BEGIN SUPPLIED RECORDS

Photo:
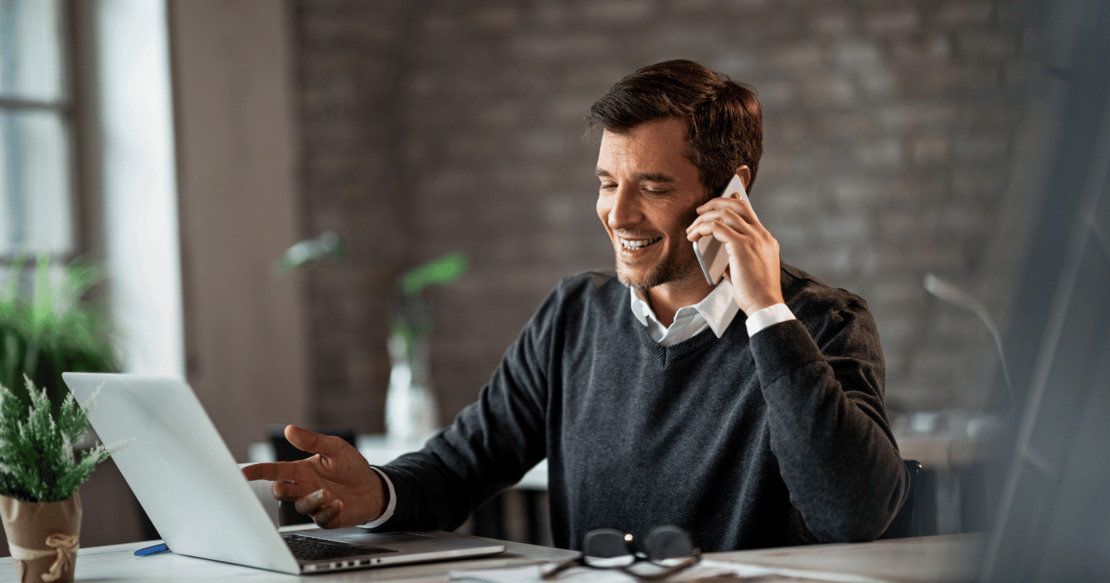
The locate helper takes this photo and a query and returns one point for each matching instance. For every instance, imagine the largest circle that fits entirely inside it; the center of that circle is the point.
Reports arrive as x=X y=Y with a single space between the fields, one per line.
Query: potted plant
x=40 y=474
x=52 y=330
x=411 y=411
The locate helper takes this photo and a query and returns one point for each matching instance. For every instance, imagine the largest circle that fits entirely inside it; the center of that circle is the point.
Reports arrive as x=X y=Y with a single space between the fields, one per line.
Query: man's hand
x=335 y=486
x=753 y=252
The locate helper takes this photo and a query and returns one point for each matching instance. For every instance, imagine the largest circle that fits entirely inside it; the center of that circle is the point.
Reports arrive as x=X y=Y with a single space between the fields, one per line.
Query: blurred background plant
x=411 y=408
x=52 y=330
x=412 y=320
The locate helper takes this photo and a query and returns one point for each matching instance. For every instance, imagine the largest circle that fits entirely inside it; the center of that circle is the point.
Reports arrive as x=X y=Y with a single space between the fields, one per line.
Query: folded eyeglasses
x=668 y=549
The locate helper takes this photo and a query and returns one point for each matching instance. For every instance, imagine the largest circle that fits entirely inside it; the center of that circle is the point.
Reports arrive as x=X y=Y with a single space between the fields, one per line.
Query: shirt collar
x=717 y=309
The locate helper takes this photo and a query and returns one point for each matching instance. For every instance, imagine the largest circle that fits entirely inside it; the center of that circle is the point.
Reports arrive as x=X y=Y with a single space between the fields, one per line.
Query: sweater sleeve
x=488 y=448
x=823 y=379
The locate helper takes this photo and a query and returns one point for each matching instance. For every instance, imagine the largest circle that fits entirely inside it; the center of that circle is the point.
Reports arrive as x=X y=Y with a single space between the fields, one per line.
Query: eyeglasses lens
x=668 y=542
x=607 y=548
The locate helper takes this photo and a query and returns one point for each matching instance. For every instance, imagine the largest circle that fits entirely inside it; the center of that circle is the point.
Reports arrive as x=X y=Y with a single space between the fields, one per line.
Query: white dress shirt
x=715 y=311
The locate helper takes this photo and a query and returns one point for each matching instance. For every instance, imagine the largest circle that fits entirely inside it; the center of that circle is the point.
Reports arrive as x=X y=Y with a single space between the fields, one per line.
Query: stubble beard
x=670 y=270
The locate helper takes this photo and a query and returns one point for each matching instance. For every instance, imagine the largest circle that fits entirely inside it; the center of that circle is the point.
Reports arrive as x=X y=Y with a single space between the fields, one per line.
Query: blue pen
x=152 y=550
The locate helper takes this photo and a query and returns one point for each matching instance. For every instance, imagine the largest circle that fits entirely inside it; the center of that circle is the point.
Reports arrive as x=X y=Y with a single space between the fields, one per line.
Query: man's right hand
x=335 y=486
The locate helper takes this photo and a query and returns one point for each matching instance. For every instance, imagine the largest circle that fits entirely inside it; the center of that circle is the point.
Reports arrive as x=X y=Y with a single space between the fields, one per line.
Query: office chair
x=907 y=523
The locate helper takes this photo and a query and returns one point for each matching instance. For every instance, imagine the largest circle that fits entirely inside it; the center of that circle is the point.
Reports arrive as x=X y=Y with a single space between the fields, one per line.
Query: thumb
x=312 y=442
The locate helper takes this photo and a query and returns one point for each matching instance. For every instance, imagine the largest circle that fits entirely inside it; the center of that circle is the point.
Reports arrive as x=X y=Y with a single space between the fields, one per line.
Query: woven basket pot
x=42 y=538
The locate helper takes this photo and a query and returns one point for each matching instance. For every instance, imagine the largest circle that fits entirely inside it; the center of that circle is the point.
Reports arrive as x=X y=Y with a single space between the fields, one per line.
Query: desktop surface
x=948 y=559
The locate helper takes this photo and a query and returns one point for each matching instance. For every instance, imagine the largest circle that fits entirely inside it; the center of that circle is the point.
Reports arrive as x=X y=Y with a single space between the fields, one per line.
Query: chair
x=907 y=522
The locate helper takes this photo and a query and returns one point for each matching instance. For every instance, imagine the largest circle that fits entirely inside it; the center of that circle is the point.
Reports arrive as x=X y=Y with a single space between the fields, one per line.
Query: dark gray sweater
x=774 y=441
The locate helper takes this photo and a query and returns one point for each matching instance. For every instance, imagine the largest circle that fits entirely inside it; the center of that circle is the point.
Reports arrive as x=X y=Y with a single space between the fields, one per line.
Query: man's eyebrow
x=644 y=177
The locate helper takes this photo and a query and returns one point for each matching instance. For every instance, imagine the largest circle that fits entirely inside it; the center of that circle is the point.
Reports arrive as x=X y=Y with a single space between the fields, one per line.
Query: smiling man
x=749 y=413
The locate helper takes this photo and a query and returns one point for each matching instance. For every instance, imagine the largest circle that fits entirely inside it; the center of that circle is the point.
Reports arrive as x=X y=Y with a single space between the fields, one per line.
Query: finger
x=720 y=224
x=329 y=514
x=312 y=442
x=291 y=491
x=274 y=471
x=740 y=207
x=313 y=502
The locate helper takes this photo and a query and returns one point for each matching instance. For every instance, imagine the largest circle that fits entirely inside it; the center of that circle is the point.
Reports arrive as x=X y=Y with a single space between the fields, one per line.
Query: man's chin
x=638 y=281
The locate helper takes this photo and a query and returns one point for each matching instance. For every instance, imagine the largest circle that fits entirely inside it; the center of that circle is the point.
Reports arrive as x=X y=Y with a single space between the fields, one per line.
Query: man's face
x=649 y=192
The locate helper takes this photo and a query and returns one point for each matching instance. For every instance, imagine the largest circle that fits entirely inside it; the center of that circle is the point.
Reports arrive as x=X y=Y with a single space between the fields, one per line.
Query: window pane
x=34 y=183
x=30 y=50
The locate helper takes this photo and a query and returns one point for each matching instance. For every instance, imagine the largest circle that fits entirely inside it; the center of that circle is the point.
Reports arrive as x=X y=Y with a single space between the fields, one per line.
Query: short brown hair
x=724 y=122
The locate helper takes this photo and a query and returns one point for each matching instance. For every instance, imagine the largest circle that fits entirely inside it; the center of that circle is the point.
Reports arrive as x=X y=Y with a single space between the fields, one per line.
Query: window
x=36 y=111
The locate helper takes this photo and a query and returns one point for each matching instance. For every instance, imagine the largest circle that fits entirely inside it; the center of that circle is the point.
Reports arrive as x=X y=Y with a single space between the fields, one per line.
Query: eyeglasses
x=612 y=549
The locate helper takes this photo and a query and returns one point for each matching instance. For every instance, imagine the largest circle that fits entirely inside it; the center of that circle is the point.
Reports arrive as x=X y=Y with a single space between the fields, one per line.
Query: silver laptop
x=195 y=495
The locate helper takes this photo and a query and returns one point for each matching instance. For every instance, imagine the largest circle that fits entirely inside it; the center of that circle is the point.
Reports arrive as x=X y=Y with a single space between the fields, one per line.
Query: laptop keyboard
x=310 y=549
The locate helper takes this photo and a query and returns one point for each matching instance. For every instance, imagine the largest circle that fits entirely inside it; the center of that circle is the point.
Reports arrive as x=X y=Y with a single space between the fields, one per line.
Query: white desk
x=931 y=559
x=935 y=451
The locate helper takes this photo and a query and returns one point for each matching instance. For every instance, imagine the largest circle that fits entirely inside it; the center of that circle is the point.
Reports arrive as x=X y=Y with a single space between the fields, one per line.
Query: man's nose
x=625 y=210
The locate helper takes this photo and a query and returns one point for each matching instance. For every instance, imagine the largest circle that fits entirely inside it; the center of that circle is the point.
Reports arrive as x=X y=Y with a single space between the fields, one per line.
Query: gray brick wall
x=431 y=127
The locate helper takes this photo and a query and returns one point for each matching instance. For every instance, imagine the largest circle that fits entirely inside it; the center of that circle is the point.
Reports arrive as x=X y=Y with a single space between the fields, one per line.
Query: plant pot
x=42 y=538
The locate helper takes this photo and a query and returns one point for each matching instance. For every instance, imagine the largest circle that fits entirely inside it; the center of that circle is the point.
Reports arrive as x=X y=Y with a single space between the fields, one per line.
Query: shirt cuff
x=390 y=508
x=768 y=317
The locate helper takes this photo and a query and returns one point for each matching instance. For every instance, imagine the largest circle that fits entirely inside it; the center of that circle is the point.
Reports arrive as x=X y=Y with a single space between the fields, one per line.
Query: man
x=749 y=413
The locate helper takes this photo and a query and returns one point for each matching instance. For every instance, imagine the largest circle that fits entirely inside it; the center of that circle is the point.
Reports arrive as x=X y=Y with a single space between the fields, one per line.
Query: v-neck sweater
x=776 y=440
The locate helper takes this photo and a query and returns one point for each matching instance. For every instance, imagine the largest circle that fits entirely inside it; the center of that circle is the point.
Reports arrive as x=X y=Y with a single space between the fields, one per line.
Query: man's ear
x=745 y=174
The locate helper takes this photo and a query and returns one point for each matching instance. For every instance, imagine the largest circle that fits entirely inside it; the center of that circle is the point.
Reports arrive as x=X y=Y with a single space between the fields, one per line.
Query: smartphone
x=710 y=253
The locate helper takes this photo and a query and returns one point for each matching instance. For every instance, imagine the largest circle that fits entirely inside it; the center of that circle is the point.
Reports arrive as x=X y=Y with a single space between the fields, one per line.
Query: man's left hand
x=753 y=252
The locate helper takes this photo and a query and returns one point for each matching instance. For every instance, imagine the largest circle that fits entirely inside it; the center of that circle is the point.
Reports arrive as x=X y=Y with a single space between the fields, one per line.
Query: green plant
x=412 y=320
x=38 y=462
x=52 y=331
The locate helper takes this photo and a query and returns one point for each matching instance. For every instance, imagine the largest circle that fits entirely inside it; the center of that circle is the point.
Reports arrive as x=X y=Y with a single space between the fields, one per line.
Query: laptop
x=185 y=479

END SUPPLIED RECORDS

◆ **REQUIRED WORK**
Output the line containing "Query: green plant" and each line after it through the close of the entries, unchanged and with no other lines.

◆ **REPLY TO THE TASK**
Query: green plant
x=412 y=320
x=38 y=462
x=52 y=331
The locate helper takes this photo and a query and returns one point for each matching instance. For every instance, imagine the largest circle that fits entirely inside it; the center of that circle is the point.
Reports arrive as x=X y=Y with a single space between the fields, one per line.
Query: laptop
x=185 y=479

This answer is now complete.